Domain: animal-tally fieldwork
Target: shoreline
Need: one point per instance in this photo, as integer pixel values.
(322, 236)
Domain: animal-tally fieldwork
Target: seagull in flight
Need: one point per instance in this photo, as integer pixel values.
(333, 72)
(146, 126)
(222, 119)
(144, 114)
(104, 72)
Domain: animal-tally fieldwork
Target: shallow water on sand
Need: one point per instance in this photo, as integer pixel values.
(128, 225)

═══

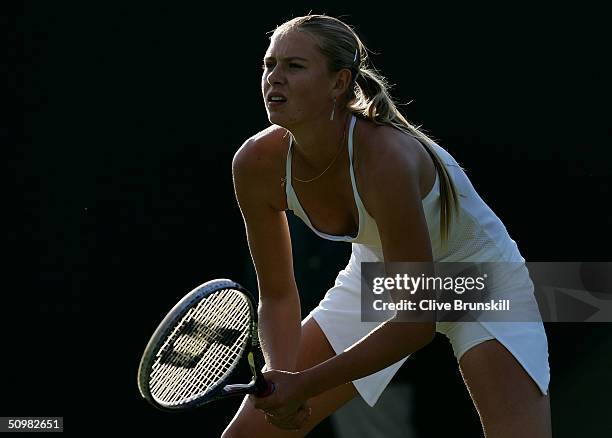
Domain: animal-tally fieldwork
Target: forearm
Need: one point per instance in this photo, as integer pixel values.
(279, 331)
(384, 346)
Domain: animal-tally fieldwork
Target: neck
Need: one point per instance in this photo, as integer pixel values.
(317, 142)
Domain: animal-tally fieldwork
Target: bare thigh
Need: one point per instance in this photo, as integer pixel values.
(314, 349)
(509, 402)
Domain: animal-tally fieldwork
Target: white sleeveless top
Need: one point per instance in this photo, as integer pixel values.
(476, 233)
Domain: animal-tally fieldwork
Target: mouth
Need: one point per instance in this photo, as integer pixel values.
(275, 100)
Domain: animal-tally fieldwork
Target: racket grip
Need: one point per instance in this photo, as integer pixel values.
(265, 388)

═══

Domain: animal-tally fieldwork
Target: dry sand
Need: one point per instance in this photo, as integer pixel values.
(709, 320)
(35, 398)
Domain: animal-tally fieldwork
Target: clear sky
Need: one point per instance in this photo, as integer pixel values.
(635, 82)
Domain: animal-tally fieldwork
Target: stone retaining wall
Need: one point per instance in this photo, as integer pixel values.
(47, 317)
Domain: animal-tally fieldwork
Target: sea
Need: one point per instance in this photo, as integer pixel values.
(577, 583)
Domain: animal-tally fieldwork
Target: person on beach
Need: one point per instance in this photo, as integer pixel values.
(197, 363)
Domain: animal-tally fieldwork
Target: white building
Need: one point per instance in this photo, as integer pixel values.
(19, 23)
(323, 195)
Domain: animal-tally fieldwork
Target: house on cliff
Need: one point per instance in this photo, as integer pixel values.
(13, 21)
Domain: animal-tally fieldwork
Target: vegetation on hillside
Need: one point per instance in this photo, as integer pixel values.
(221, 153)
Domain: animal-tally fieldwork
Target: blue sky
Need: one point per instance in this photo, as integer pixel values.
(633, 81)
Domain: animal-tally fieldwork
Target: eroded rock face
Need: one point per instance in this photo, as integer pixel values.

═══

* **What is expected**:
Extract every line of the data above that contains the word "white".

* **Finished task**:
Target: white sleeveless top
Target: white building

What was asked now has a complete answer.